### Records supplied

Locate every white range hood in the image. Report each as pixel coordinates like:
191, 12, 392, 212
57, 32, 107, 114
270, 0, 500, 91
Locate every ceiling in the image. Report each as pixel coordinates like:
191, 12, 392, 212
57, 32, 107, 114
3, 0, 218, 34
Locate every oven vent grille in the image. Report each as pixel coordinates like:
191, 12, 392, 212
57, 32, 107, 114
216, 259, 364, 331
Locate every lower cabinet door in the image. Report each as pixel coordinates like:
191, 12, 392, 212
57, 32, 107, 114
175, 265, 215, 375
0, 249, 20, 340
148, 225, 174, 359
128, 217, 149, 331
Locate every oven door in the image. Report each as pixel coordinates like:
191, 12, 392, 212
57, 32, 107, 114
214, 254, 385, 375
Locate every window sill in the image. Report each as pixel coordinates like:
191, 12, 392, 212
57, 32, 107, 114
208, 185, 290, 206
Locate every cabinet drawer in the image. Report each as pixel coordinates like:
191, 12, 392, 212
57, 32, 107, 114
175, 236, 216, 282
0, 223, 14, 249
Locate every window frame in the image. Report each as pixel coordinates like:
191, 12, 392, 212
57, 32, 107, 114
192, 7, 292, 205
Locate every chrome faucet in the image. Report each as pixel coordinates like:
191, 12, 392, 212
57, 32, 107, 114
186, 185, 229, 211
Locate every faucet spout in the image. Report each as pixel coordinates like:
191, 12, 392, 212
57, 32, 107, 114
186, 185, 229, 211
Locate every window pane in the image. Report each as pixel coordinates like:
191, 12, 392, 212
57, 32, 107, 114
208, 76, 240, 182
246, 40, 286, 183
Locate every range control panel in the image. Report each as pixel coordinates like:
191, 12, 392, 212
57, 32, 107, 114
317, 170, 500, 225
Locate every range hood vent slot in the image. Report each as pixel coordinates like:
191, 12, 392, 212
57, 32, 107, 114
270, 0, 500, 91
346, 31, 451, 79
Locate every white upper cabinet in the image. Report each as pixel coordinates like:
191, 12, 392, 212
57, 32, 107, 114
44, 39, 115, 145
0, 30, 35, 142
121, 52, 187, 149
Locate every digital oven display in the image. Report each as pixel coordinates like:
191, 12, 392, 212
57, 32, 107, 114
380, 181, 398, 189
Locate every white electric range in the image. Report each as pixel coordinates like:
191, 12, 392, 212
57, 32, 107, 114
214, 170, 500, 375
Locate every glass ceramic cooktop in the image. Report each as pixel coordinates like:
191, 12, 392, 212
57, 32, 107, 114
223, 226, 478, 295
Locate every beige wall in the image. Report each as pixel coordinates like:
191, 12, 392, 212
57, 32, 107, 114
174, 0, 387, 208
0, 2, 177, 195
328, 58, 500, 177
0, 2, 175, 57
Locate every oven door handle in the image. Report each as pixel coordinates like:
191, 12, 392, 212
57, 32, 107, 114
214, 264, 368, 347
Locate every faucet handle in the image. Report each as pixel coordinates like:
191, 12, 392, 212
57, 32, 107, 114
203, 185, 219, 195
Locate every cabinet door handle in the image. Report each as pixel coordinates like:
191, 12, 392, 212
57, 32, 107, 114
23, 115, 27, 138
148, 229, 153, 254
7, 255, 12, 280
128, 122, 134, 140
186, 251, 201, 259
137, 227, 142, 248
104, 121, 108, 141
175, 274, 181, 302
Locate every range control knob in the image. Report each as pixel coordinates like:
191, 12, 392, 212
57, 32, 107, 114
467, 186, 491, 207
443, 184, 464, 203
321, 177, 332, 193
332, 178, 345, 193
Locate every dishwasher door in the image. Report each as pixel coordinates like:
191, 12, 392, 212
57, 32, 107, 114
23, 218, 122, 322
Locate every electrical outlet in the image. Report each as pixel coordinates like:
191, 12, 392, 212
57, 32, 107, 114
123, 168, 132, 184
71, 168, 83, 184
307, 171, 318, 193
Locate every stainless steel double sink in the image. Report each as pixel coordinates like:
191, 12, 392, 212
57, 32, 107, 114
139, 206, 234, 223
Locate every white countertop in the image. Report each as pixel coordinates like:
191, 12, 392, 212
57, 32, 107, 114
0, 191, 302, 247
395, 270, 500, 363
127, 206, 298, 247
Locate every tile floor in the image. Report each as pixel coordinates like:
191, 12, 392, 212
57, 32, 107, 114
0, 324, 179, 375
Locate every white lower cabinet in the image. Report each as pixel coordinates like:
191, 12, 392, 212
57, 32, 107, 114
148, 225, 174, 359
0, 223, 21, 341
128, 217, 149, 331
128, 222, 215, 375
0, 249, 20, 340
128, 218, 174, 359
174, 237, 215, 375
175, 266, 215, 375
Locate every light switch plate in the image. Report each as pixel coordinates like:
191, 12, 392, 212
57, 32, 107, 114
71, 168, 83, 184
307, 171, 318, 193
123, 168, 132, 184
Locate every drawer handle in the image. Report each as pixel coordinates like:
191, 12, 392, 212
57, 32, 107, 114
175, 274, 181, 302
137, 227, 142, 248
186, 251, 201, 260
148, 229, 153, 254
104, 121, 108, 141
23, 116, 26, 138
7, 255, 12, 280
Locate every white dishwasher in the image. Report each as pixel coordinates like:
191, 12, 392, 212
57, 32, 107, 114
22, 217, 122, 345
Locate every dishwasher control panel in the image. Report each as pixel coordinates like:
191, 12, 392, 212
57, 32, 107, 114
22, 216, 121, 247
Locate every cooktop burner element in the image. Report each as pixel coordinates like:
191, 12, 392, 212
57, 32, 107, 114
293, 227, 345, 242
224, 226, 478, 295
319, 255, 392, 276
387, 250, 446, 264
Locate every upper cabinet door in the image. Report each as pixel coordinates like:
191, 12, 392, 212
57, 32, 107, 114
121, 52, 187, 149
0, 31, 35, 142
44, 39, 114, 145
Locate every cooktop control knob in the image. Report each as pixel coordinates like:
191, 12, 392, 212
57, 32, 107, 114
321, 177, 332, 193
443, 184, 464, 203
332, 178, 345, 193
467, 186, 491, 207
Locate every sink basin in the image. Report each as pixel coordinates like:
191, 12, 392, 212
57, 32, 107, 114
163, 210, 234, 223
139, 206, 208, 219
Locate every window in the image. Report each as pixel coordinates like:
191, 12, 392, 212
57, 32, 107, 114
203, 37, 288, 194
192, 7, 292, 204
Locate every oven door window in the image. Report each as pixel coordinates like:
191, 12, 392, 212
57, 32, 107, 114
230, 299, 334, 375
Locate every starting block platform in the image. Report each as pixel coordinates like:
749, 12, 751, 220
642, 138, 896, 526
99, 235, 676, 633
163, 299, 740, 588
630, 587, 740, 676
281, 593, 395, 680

### What is needed
Please edit the listing from its start up to and including the line with "192, 7, 292, 205", changing "pixel coordinates" to "box coordinates" and leaving everything else as it is.

### Full output
Locate every white range hood in the image. Report each as box coordinates like:
191, 12, 392, 212
57, 32, 107, 114
270, 0, 500, 91
Locate every ceiling in the image. Report each as box coordinates like:
191, 12, 392, 212
57, 32, 107, 114
3, 0, 218, 34
Locate every oven vent grille in the image. Report each as box coordinates like:
191, 12, 392, 212
57, 32, 107, 114
216, 259, 364, 331
Locate every lower cabinet door in the image. Report each as box coordinates like:
191, 12, 392, 212
57, 32, 107, 114
175, 265, 215, 375
0, 249, 20, 340
148, 225, 174, 359
128, 217, 149, 331
Locate every oven door in the image. Report each as box coordinates like:
191, 12, 392, 212
57, 32, 107, 114
214, 254, 385, 375
Locate every window sill in the image. Report each as box coordinates like:
191, 12, 392, 212
57, 32, 107, 114
208, 185, 290, 206
Locate every cabinet drawer in the image. Report each as box coordinates like:
191, 12, 392, 212
57, 32, 107, 114
175, 236, 216, 282
0, 223, 14, 249
Locate every window frame in the image. Report each as box coordinates like:
191, 12, 392, 212
57, 32, 107, 114
192, 7, 292, 205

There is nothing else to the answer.